Point localization data
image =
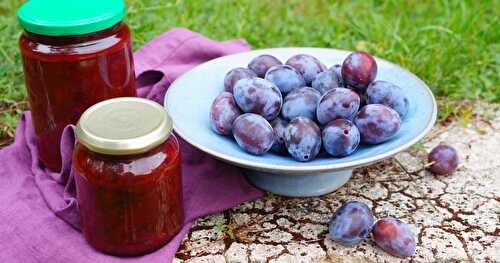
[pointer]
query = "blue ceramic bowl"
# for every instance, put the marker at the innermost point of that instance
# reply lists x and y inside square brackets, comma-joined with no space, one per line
[189,99]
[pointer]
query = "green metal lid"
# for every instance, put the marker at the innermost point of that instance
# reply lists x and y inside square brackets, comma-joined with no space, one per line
[70,17]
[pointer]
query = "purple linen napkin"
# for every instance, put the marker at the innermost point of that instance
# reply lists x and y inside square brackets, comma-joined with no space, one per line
[39,218]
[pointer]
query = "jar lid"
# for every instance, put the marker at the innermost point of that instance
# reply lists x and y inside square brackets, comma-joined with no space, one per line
[123,126]
[70,17]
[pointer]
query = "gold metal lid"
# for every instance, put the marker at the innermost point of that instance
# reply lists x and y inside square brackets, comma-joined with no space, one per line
[123,126]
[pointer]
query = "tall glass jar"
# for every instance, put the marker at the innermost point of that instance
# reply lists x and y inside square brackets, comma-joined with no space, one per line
[75,54]
[128,176]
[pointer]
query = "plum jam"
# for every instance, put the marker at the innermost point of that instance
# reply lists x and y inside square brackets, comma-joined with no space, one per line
[74,54]
[128,177]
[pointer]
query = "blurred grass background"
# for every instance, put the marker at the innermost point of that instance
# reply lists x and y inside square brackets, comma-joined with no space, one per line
[452,45]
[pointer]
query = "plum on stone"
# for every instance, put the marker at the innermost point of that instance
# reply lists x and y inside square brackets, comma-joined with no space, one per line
[258,96]
[326,80]
[351,223]
[388,94]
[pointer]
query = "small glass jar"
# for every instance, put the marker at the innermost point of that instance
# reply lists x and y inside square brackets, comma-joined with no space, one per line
[75,54]
[128,176]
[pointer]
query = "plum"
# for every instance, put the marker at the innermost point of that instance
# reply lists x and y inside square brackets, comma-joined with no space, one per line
[223,113]
[338,103]
[234,75]
[285,78]
[351,223]
[326,80]
[253,133]
[377,123]
[306,65]
[301,102]
[303,139]
[261,64]
[444,159]
[388,94]
[279,126]
[258,96]
[394,237]
[340,138]
[359,69]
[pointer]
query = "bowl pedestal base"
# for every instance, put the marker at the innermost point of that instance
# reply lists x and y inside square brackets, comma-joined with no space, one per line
[299,185]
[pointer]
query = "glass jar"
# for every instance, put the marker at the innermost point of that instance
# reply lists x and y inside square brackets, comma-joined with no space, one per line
[128,176]
[75,54]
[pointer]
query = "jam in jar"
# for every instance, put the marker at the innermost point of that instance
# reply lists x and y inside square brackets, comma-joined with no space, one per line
[128,176]
[75,54]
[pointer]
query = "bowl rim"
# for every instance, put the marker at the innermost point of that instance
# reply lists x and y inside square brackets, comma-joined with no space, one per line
[306,167]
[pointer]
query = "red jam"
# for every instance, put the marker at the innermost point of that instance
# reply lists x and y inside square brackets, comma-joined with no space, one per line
[67,74]
[130,205]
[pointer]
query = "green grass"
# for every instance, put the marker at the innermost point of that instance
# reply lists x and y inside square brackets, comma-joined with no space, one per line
[452,45]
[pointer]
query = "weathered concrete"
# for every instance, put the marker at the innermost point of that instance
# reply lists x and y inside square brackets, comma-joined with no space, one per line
[455,217]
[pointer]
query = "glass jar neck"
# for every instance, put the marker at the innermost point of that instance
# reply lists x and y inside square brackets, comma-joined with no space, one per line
[68,40]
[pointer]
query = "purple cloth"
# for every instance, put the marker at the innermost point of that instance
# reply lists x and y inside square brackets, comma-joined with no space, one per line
[39,217]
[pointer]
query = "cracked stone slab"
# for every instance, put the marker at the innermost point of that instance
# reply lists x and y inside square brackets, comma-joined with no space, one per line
[456,218]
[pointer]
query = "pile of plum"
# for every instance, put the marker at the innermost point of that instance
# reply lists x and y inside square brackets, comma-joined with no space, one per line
[300,106]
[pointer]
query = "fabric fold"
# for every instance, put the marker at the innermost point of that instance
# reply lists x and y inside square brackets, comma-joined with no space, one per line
[39,217]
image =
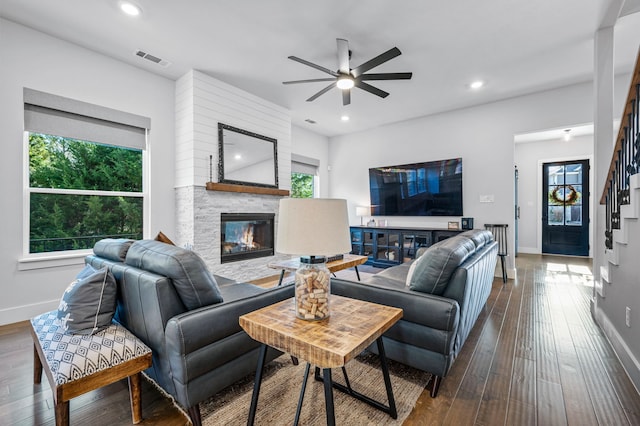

### What the task asks
From the entries above, list each line with "plum" in it.

### Answer box
query = "plum jam"
query = "plum on stone"
query = "plum"
query = "pile of plum"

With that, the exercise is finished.